FREE ARTICLE PREVIEW: You are enjoying a free sample of exclusive
subscriber content. There is a limit of three free articles per week.

TABLE OF CONTENTS Oct 10 - 16, 2011 Volume 97 Number 34 - 0 comments

A Pick-3 from the Precious Metals Summit

TEXT SIZE bigger text smaller text
By: Anthony Vaccaro
Vail, Colorado 2011-10-10

While a host of juniors strutted their wares here at the Precious Metals Summit in mid-September, we recap the presentations of three companies that have a good chance of generating news in the coming months: Axmin (AXM-V), Malbex Resources (MBG-V) and CB Gold (CBJ-V).


George Roach took the reins at Axmin over a year ago, and has been driving the company's Passendro gold project in the Central African Republic (CAR) into production ever since.

The project's robustness has been confirmed by two feasibility studies, but the market has been slow to warm to the story.

The cold reception may be attributed to a "political risk overhang," Steve King, an analyst with BMO Capital Markets, says.

That overhang is connected to the CAR government revoking permits a few years back. Since then, however, Roach has arrived on the scene and patched up relations with the government. The company brought the government on-board as a shareholder in Axmin, had the mining licence issued and even had the mines minister make a visit to Toronto last year to speak with investors.

- Source material
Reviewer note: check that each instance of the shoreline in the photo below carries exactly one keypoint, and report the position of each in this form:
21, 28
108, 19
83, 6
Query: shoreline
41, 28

- Parts of the exercise
1. Answer the following questions using the article on the Precious Metals Summit.
(a) Who took the reins at Axmin over a year ago?
(b) In which country is Axmin's Passendro gold project located?
(c) Which firm employs the analyst Steve King?
2. Reproduce the portion of the article on the Precious Metals Summit between "FREE ARTICLE PREVIEW: You" and "CB Gold (CBJ-V).", inclusive.

- Answers by task
1.
(a) George Roach
(b) The Central African Republic (CAR)
(c) BMO Capital Markets

2.
FREE ARTICLE PREVIEW: You are enjoying a free sample of exclusive
subscriber content. There is a limit of three free articles per week.

TABLE OF CONTENTS Oct 10 - 16, 2011 Volume 97 Number 34 - 0 comments

A Pick-3 from the Precious Metals Summit

TEXT SIZE bigger text smaller text
By: Anthony Vaccaro
Vail, Colorado 2011-10-10

While a host of juniors strutted their wares here at the Precious Metals Summit in mid-September, we recap the presentations of three companies that have a good chance of generating news in the coming months: Axmin (AXM-V), Malbex Resources (MBG-V) and CB Gold (CBJ-V).